"""

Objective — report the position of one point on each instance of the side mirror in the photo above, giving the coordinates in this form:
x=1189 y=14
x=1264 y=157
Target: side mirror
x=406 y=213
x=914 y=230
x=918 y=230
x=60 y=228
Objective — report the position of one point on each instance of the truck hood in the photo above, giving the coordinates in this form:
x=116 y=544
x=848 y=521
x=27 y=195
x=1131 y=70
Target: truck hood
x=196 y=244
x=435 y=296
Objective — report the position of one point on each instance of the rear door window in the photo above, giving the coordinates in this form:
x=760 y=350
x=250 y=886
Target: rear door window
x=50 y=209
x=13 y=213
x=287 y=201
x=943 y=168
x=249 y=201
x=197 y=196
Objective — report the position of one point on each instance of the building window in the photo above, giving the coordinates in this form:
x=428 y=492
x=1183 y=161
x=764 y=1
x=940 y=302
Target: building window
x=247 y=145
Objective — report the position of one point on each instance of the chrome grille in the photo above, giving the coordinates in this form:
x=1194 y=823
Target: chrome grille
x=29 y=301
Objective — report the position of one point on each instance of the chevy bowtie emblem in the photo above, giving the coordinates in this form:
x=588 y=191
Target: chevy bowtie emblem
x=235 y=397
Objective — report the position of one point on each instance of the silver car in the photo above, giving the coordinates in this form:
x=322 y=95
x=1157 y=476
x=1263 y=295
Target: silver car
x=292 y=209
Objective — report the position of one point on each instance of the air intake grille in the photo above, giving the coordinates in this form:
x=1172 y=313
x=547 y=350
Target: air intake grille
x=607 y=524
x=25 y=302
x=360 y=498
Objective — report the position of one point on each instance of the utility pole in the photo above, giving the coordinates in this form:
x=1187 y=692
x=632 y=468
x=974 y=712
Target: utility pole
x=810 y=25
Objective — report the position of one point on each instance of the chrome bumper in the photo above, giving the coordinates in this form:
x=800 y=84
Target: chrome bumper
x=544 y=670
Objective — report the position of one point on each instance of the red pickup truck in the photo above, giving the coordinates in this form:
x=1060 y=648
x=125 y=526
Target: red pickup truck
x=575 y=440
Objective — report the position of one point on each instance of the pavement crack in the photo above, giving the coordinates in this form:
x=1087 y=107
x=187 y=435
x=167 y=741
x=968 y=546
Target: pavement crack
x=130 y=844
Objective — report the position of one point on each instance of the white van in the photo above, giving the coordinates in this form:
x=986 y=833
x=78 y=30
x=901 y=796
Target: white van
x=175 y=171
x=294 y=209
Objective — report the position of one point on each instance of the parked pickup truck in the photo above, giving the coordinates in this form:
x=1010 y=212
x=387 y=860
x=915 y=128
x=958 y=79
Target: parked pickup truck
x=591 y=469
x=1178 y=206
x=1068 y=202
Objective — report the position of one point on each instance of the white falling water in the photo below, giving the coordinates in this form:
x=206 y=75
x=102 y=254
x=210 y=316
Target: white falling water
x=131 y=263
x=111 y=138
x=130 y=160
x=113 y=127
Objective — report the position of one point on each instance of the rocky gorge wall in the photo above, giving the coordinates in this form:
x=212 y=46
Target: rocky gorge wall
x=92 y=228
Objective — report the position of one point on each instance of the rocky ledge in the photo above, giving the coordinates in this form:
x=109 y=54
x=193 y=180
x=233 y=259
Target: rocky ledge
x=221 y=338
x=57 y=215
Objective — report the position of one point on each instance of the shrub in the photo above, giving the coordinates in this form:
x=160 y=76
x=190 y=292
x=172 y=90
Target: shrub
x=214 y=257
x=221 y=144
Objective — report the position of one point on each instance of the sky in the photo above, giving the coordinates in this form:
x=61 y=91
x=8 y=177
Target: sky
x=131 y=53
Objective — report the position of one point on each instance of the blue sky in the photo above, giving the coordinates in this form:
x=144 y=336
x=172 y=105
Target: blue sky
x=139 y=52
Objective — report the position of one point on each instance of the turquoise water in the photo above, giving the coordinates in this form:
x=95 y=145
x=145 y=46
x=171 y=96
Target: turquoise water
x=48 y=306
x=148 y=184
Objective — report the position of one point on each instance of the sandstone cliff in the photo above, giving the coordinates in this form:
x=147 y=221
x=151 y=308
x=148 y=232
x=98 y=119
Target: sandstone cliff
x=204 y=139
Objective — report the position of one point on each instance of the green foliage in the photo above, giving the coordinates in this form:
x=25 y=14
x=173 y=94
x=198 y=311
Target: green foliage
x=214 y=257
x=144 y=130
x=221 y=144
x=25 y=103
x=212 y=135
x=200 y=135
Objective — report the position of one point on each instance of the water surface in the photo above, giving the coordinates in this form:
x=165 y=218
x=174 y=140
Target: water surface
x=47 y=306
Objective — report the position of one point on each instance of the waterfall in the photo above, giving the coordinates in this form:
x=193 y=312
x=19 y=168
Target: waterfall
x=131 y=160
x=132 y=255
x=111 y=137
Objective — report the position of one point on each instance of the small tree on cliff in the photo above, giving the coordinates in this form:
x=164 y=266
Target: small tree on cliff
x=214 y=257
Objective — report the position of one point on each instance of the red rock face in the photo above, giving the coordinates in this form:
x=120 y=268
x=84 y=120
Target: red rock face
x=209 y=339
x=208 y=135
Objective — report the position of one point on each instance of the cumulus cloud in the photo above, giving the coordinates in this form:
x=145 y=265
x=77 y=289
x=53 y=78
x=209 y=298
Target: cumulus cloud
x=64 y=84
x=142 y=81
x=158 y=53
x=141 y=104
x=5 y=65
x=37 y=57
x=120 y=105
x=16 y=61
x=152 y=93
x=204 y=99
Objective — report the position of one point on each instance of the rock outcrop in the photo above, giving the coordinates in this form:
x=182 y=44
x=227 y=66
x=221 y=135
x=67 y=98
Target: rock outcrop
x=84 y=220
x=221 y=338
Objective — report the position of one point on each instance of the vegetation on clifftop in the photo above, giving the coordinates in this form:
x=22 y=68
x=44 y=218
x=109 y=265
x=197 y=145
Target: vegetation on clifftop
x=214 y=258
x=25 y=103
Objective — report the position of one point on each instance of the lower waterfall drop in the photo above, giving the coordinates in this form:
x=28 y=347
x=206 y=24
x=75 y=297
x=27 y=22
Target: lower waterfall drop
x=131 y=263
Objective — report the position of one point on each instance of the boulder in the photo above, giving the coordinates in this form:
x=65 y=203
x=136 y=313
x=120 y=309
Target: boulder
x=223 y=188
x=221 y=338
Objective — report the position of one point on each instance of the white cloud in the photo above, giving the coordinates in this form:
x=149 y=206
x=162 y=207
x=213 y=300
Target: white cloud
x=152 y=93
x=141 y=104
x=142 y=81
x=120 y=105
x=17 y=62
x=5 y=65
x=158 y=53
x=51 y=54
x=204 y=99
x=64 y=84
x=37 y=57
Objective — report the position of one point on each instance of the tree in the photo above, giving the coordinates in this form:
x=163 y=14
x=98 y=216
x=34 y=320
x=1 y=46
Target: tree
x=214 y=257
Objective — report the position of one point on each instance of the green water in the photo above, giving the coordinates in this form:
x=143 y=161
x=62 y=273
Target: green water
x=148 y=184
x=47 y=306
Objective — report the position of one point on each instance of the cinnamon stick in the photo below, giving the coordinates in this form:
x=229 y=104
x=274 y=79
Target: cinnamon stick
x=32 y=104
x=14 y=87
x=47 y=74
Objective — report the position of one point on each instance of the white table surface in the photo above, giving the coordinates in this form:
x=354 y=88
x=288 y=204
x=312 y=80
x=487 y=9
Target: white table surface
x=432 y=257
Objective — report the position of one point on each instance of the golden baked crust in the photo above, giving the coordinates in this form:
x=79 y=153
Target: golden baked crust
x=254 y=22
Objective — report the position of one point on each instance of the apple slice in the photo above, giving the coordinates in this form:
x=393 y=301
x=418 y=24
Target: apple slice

"""

● **ASSIGNMENT**:
Line by line, the data should be returned exactly as written.

● **ANSWER TO THIS EXERCISE**:
Objective — report the position of one point on each instance of the side mirror in the photo above, giving the coordinates in this form:
x=1189 y=14
x=1264 y=157
Target: side mirror
x=406 y=213
x=914 y=230
x=918 y=230
x=60 y=228
Objective — report the position of one point on each instance of the truck hood in the photo above, giving the coordinates in this form:
x=116 y=544
x=848 y=521
x=27 y=195
x=1131 y=70
Target: truck hood
x=196 y=244
x=435 y=296
Objective — report the position of one point on each instance of the rear door window in the photo above, giving the coordinates in this form:
x=760 y=350
x=250 y=886
Target: rear door window
x=50 y=209
x=13 y=213
x=287 y=201
x=943 y=168
x=249 y=201
x=197 y=196
Objective — report the position of one point on each instance of the building window in the photo above, giving the coordinates in this form:
x=428 y=492
x=1183 y=161
x=764 y=1
x=940 y=302
Target: building window
x=247 y=145
Objective — report the position of one point on each instance of the chrome grille in the photo above, giving the coordinates in this form:
x=1194 y=823
Target: chrome grille
x=29 y=301
Objective — report the position of one point on each instance of the chevy bowtie emblem in the photo above, giving the coordinates in this form:
x=588 y=191
Target: chevy bowtie emblem
x=235 y=397
Objective — report the position of one point on each instance of the silver car in the photo above, giving the coordinates in this form:
x=322 y=95
x=1157 y=476
x=1263 y=295
Target: silver car
x=292 y=209
Objective — report the position of one point on each instance of the air intake grille in the photo above, giving the coordinates in this form:
x=1172 y=313
x=547 y=350
Target: air intake grille
x=607 y=524
x=25 y=302
x=360 y=498
Objective — report the position of one point on each instance of the utility pole in the photo above, giving the coordinates in this form:
x=1187 y=692
x=632 y=468
x=974 y=712
Target: utility pole
x=810 y=25
Objective — report the position of one point on each instance of the chrome bumper in the photo above, giving the coordinates in this form:
x=800 y=84
Target: chrome bumper
x=544 y=670
Objective — report the position of one point on each instance of the red pickup truck in the photo above, giving the coordinates in this form:
x=1060 y=648
x=125 y=526
Target: red pickup truck
x=575 y=440
Objective — report the position of one point on each instance of the pavement crack in the photo above, giving the coordinates in this form:
x=1087 y=107
x=187 y=435
x=167 y=741
x=968 y=546
Target: pavement crack
x=130 y=844
Objective — report the position of one point on each instance of the white van in the photo above, giving the coordinates in this form:
x=986 y=833
x=78 y=30
x=901 y=796
Target: white van
x=175 y=171
x=294 y=209
Objective — report the position of one point on each instance of the parked pickup truck in the photo above, giving the coordinates in this form:
x=1010 y=212
x=387 y=860
x=915 y=128
x=958 y=79
Target: parked pickup truck
x=591 y=469
x=1178 y=206
x=1068 y=202
Objective — report the position of one point on each instance of the white falling water in the photo below, giving the coordinates in this form:
x=206 y=75
x=102 y=254
x=210 y=316
Target: white falling water
x=131 y=263
x=111 y=138
x=130 y=160
x=113 y=127
Objective — report the position of one point on each instance of the rocky gorge wall in the photo above, giving the coordinates in this form:
x=212 y=46
Target: rocky gorge wall
x=92 y=228
Objective — report the position of one point on each instance of the rocky ledge in the photo above, giving the coordinates in this form:
x=109 y=54
x=193 y=180
x=233 y=259
Target: rocky ledge
x=221 y=338
x=57 y=215
Objective — report the position of one point on each instance of the shrub in the photo above, giving the coordinates in this form:
x=160 y=76
x=190 y=292
x=172 y=90
Target: shrub
x=214 y=257
x=221 y=144
Objective — report the position of one point on each instance of the sky in the photo above, giving the coordinates in this form:
x=61 y=91
x=8 y=177
Target: sky
x=131 y=53
Objective — report the position of one point on each instance of the blue sky in the photo above, giving the coordinates in this form:
x=144 y=336
x=172 y=105
Target: blue sky
x=139 y=52
Objective — report the position of one point on each instance of the turquoise water in the photo above, giving the coordinates in this form:
x=95 y=145
x=145 y=46
x=171 y=96
Target: turquoise water
x=48 y=306
x=148 y=184
Objective — report the position of one point on each instance of the sandstone cliff in the photo above, giving the coordinates in this form:
x=147 y=221
x=151 y=308
x=148 y=232
x=98 y=119
Target: sandstone cliff
x=204 y=139
Objective — report the position of one point on each instance of the green foliage in the photo above, giving the coordinates in this form:
x=25 y=14
x=173 y=94
x=198 y=311
Target: green foliage
x=214 y=257
x=144 y=130
x=221 y=144
x=25 y=103
x=212 y=135
x=200 y=135
Objective — report the position of one point on each instance of the water surface in the photo above, giving the coordinates in this form:
x=165 y=218
x=174 y=140
Target: water surface
x=47 y=306
Objective — report the position of one point on each instance of the waterfall in the photo above, giving the coordinates in this form:
x=193 y=312
x=19 y=168
Target: waterfall
x=131 y=160
x=132 y=255
x=111 y=137
Objective — report the position of one point on each instance of the small tree on cliff in the photo above, giving the coordinates in this form:
x=164 y=266
Target: small tree on cliff
x=214 y=257
Objective — report the position of one point on each instance of the red rock face in the photo above, giving the coordinates in this form:
x=120 y=268
x=84 y=120
Target: red rock face
x=209 y=339
x=208 y=135
Objective — report the position of one point on each instance of the cumulus cloud in the photo above, giving the coordinates in this form:
x=145 y=265
x=77 y=289
x=53 y=78
x=209 y=298
Target: cumulus cloud
x=64 y=84
x=142 y=81
x=158 y=53
x=141 y=104
x=5 y=65
x=37 y=57
x=120 y=105
x=16 y=61
x=152 y=93
x=204 y=99
Objective — report the position of one point on each instance of the rock outcrop in the photo above, giving the coordinates in this form:
x=182 y=44
x=227 y=66
x=221 y=135
x=67 y=98
Target: rock outcrop
x=84 y=220
x=221 y=338
Objective — report the position of one point on each instance of the vegetation on clifftop in the photo above, giving the coordinates in this form:
x=22 y=68
x=44 y=218
x=109 y=265
x=197 y=145
Target: vegetation on clifftop
x=214 y=258
x=25 y=103
Objective — report the position of one point on each instance of the lower waterfall drop in the photo above, giving the coordinates in this form:
x=28 y=347
x=206 y=24
x=75 y=297
x=27 y=22
Target: lower waterfall drop
x=131 y=263
Objective — report the position of one point on each instance of the boulder in the photo above, giving the coordinates in this form:
x=65 y=203
x=136 y=313
x=120 y=309
Target: boulder
x=223 y=188
x=221 y=338
Objective — report the position of one point on each instance of the white cloud in the photo above, giving the coordinates in this form:
x=149 y=206
x=162 y=207
x=213 y=300
Target: white cloud
x=152 y=93
x=141 y=104
x=142 y=81
x=120 y=105
x=17 y=62
x=5 y=65
x=158 y=53
x=51 y=54
x=204 y=99
x=64 y=84
x=37 y=57
Objective — report the position of one point on each instance of the tree in the photo above, giving the coordinates in this form:
x=163 y=14
x=98 y=216
x=34 y=320
x=1 y=46
Target: tree
x=214 y=257
Objective — report the position of one point on each instance of the green water in the photo above, giving the coordinates in this form:
x=143 y=161
x=62 y=273
Target: green water
x=148 y=184
x=47 y=306
Objective — report the position of one point on each instance of the cinnamon stick in the photo below, giving the coordinates in this form:
x=229 y=104
x=274 y=79
Target: cinnamon stick
x=32 y=104
x=14 y=87
x=47 y=74
Objective — report the position of one point on each instance of the white table surface in the photo above, giving the coordinates in this form:
x=354 y=88
x=288 y=204
x=312 y=80
x=487 y=9
Target: white table surface
x=432 y=257
Objective — report the position of one point on each instance of the golden baked crust in the photo above, giving the coordinates in this form:
x=79 y=153
Target: golden baked crust
x=254 y=22
Objective — report the position of one point on each instance of the apple slice in the photo above, giving the coordinates in this form:
x=393 y=301
x=418 y=24
Target: apple slice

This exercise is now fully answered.